What the task asks.
Locate each line of the data below that contains the string "striped", matching case exactly, and copy those lines in full.

Input.
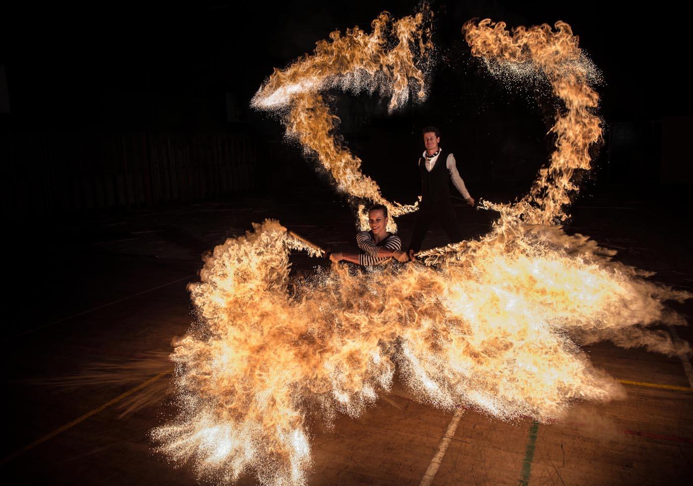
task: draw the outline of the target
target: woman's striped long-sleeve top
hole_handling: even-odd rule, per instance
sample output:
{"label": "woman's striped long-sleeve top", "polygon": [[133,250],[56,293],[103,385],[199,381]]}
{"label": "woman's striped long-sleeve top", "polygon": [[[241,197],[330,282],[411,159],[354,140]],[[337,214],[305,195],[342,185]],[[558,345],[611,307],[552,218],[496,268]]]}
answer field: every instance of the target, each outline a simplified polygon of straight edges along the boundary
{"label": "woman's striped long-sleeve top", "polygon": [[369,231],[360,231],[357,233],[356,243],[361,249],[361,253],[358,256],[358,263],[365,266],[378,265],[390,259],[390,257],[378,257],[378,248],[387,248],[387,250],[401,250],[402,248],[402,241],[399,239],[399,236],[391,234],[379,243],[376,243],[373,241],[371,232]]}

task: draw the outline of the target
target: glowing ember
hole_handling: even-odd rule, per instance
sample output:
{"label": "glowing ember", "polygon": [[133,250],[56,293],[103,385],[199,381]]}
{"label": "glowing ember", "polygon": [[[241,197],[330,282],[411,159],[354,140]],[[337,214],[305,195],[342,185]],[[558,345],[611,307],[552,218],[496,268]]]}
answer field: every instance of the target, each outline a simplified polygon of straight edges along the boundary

...

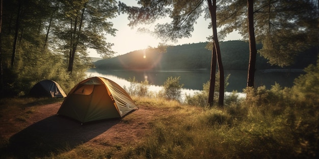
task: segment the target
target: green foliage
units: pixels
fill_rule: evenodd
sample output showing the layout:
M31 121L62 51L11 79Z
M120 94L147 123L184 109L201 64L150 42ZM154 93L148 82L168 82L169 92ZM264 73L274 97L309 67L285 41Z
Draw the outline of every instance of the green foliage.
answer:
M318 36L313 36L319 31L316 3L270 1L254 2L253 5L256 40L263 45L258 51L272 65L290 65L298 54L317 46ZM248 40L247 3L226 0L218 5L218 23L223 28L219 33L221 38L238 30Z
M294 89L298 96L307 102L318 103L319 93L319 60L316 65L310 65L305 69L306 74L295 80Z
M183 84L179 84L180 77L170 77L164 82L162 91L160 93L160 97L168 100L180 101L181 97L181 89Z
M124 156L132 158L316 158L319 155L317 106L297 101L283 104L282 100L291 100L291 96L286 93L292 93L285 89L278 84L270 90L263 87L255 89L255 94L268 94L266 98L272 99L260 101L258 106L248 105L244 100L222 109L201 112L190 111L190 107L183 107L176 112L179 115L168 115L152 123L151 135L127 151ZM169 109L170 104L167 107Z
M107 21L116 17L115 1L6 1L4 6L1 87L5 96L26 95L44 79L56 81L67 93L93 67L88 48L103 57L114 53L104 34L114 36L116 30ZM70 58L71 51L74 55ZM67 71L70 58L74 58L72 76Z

Result.
target: woman's striped long-sleeve top
{"label": "woman's striped long-sleeve top", "polygon": [[133,250],[56,293],[103,385],[199,381]]}
{"label": "woman's striped long-sleeve top", "polygon": [[[241,197],[330,282],[411,159],[354,140]],[[337,214],[305,195],[342,185]],[[558,345],[611,307],[552,218],[496,268]]]}
{"label": "woman's striped long-sleeve top", "polygon": [[369,231],[360,231],[357,233],[356,243],[361,249],[361,253],[358,256],[358,263],[365,266],[378,265],[390,259],[390,257],[378,257],[378,248],[387,248],[387,250],[401,250],[402,248],[402,241],[399,239],[399,236],[391,234],[379,243],[376,243],[373,241],[371,232]]}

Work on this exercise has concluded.